_Your objective_
Extend the walkthrough on using findAll( ) to collect every table in a page, picking up right after its final line.

_Passage to read_
=== Begin Enclosure ===
To find all occurences, we need to use the function **findAll( )**.

In [8]:
print("There are", len(page.findAll("table")), "table elements in this page.")

There are 32 table elements in this page.


In [9]:
all_tables = page.findAll("table")

print("The 2nd table element of the page is: Hierarchie \n", all_tables[1])
print("--------------------------------------------------------------------")
print("The 3rd table element of the page is: Palmares \n", all_tables[2])
=== End Enclosure ===
_Data excerpts_
=== Begin Enclosure ===
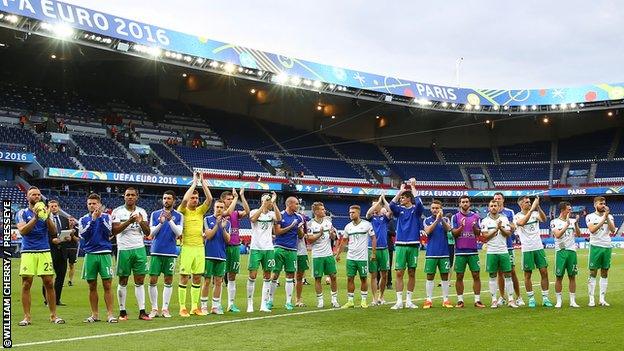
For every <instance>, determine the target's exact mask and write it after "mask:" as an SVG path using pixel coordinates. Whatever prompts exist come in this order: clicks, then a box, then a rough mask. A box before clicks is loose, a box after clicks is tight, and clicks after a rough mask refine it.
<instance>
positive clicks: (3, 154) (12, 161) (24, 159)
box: [0, 150, 35, 163]
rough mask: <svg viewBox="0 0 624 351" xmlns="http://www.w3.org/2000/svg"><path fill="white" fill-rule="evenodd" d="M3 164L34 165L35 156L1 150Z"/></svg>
mask: <svg viewBox="0 0 624 351" xmlns="http://www.w3.org/2000/svg"><path fill="white" fill-rule="evenodd" d="M0 161H1V162H19V163H33V162H34V161H35V155H33V154H31V153H29V152H21V151H5V150H0Z"/></svg>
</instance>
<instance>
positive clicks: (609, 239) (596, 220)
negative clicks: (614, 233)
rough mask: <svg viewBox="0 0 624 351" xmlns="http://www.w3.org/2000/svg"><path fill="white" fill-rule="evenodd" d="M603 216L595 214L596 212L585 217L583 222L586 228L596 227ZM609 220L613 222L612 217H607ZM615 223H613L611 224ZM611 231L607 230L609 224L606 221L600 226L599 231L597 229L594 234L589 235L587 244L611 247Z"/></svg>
mask: <svg viewBox="0 0 624 351" xmlns="http://www.w3.org/2000/svg"><path fill="white" fill-rule="evenodd" d="M603 217H604V215H600V214H597V213H596V212H593V213H590V214H588V215H587V216H586V217H585V222H587V226H588V227H589V224H590V223H591V224H593V225H597V224H598V223H600V221H602V218H603ZM609 220H610V221H611V222H613V216H612V215H609ZM613 223H615V222H613ZM610 234H611V231H610V230H609V224H608V223H607V221H605V223H604V224H603V225H602V227H601V228H600V229H598V230H597V231H596V232H595V233H593V234H592V233H591V232H590V233H589V244H590V245H594V246H598V247H607V248H609V247H611V235H610Z"/></svg>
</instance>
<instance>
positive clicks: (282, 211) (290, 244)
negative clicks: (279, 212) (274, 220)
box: [274, 210, 303, 251]
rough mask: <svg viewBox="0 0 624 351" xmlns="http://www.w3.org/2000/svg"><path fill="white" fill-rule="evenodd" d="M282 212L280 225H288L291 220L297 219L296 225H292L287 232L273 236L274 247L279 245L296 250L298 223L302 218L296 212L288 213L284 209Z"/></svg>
mask: <svg viewBox="0 0 624 351" xmlns="http://www.w3.org/2000/svg"><path fill="white" fill-rule="evenodd" d="M281 213H282V220H281V221H280V226H281V227H282V229H283V228H286V227H288V226H289V225H290V224H291V223H292V222H294V221H297V225H295V226H294V227H292V228H291V229H290V230H289V231H288V232H287V233H284V234H282V235H276V236H275V243H274V244H275V247H280V248H282V249H286V250H291V251H294V250H297V240H298V239H299V234H298V231H299V223H301V222H302V221H303V218H302V217H301V216H300V215H299V214H297V213H293V214H288V212H286V211H285V210H284V211H282V212H281Z"/></svg>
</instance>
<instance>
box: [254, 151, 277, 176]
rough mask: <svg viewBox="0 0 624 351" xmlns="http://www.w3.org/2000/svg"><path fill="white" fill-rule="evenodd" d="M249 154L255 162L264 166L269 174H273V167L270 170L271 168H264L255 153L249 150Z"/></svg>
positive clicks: (260, 160) (260, 161) (265, 169)
mask: <svg viewBox="0 0 624 351" xmlns="http://www.w3.org/2000/svg"><path fill="white" fill-rule="evenodd" d="M249 156H251V158H253V159H254V160H256V162H258V164H259V165H260V166H262V168H264V169H265V170H266V171H267V172H269V173H270V174H271V175H275V170H274V169H273V170H271V169H268V168H266V167H265V166H264V164H262V160H261V159H259V158H258V155H256V154H255V153H251V152H250V153H249Z"/></svg>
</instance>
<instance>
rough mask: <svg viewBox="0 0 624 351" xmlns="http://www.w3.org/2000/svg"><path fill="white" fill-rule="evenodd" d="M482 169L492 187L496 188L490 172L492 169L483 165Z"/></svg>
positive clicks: (486, 177) (481, 167)
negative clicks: (491, 169) (490, 168)
mask: <svg viewBox="0 0 624 351" xmlns="http://www.w3.org/2000/svg"><path fill="white" fill-rule="evenodd" d="M481 170H482V171H483V175H484V176H485V179H486V180H487V182H488V186H489V187H490V189H493V188H494V180H493V179H492V175H491V174H490V170H489V169H487V166H481Z"/></svg>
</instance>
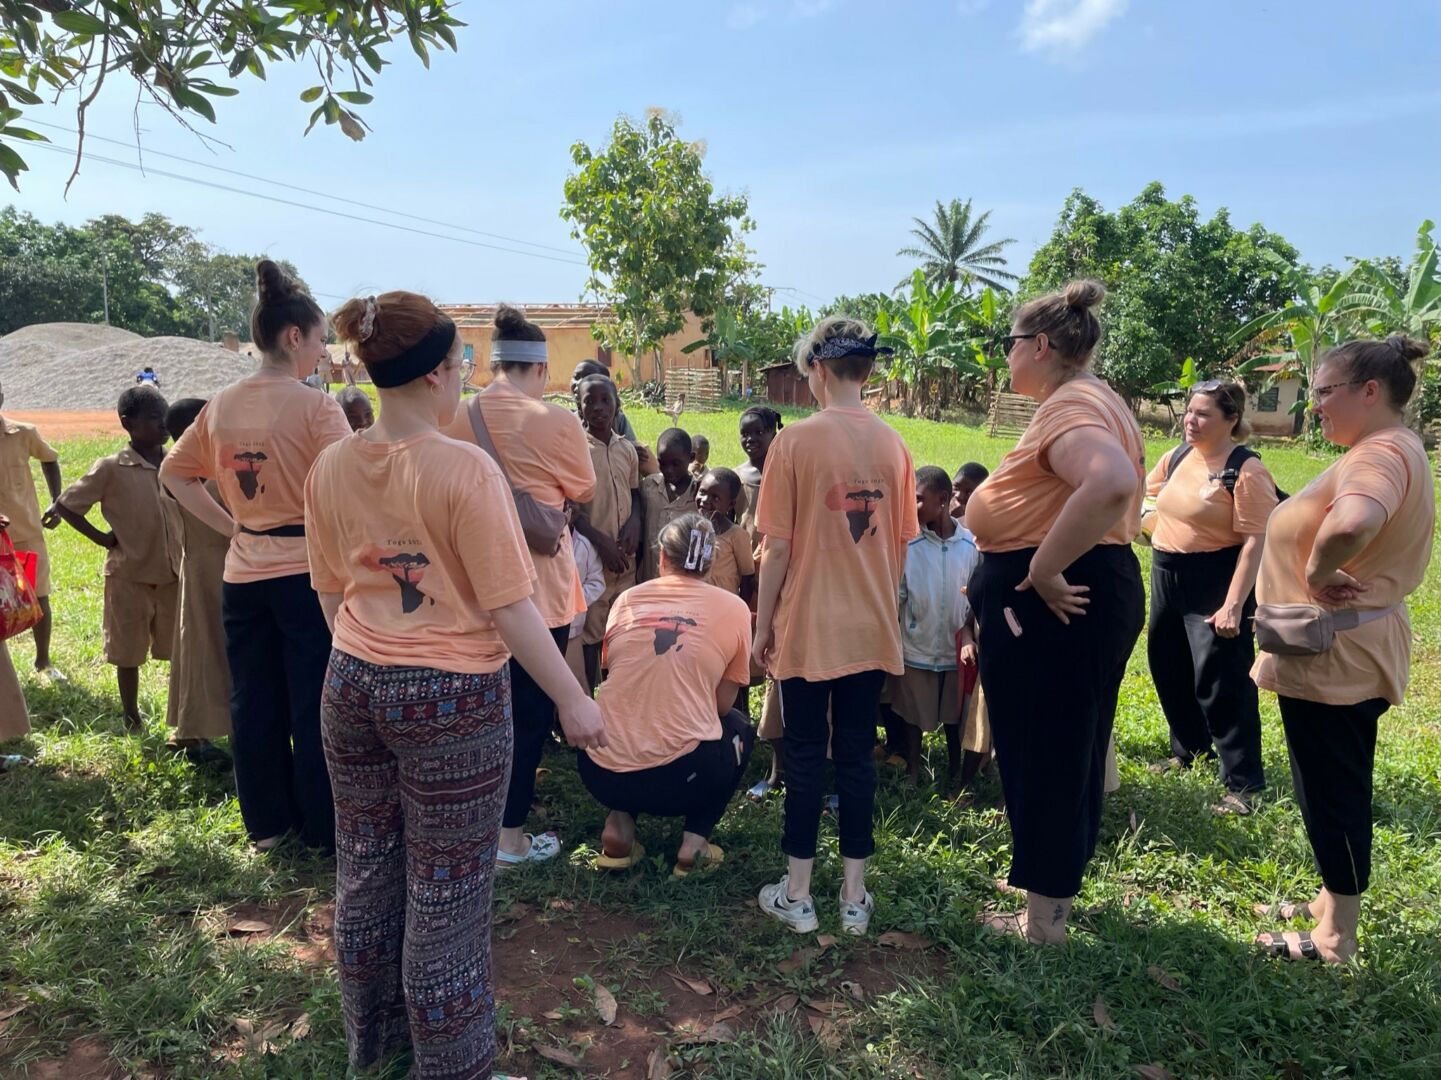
=== End Enclosure ===
_Response_
The 2nd table element of the page is: Hierarchie 
 <table><caption style="background:#99cc99;color:#000000;">Hiérarchie</caption><tbody><tr>
<th scope="row" style="width:10.5em;">Hiérarchie</th>
<td>
<abbr class="abbr" title="Premier">1<sup>er</sup></abbr> échelon</td>
</tr>
<tr>
<th scope="row" style="width:10.5em;">Niveau inférieur</th>
<td>
<a href="/wiki/Championnat_de_France_de_football_de_Ligue_2_2016-2017" title="Championnat de France de football de Ligue 2 2016-2017">Ligue 2 2016-2017</a></td>
</tr></tbody></table>
--------------------------------------------------------------------
The 3rd table element of the page is: Palmares 
 <table><caption style="background:#99cc99;color:#000000;">Palmarès</caption>
<tbody><tr>
<th scope="row" style="width:10.5em;">Tenant du titre</th>
<td>
<a href="/wiki/Paris_Saint-Germain_Football_Club" title="Paris Saint-Germain Football Club">Paris Saint-Germain</a> (6)</td>
</tr>
<tr>
<th scope="row" style="width:10.5em;">Promu(s) en début de saiso

---

### Exercise: Find the list of the teams of the Ligue 1

The list of teams is in the table "Participants" in the source code. By looking closely at the data, we can see that it is the table with `class = "DebutCarte"`.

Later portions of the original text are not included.